### Data shown
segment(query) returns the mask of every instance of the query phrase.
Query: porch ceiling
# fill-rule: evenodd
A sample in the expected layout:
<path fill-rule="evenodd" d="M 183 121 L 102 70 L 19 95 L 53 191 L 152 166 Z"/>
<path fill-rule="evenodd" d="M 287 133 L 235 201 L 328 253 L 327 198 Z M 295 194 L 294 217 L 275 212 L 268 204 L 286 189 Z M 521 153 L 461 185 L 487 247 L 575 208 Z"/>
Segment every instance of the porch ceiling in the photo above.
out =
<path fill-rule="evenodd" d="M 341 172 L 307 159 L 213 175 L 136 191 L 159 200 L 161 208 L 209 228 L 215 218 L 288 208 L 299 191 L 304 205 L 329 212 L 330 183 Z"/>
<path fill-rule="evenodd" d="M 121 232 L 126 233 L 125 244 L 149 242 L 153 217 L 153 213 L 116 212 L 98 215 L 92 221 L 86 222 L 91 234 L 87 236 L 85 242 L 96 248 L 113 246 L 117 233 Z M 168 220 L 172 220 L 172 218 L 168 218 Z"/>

### Exercise brief
The response should consist only of the lines running from the one that contains "Segment every instance" through the end of the material, repeated exactly.

### Reply to the task
Segment every instance of the porch ceiling in the photo above.
out =
<path fill-rule="evenodd" d="M 341 172 L 307 159 L 213 175 L 136 191 L 159 200 L 161 208 L 209 228 L 215 218 L 288 208 L 299 191 L 304 205 L 329 212 L 330 183 Z"/>
<path fill-rule="evenodd" d="M 121 232 L 126 233 L 125 244 L 149 242 L 153 217 L 153 213 L 116 212 L 98 215 L 92 221 L 86 222 L 91 234 L 87 236 L 85 242 L 96 248 L 113 246 L 117 233 Z M 168 220 L 172 220 L 172 218 L 168 218 Z"/>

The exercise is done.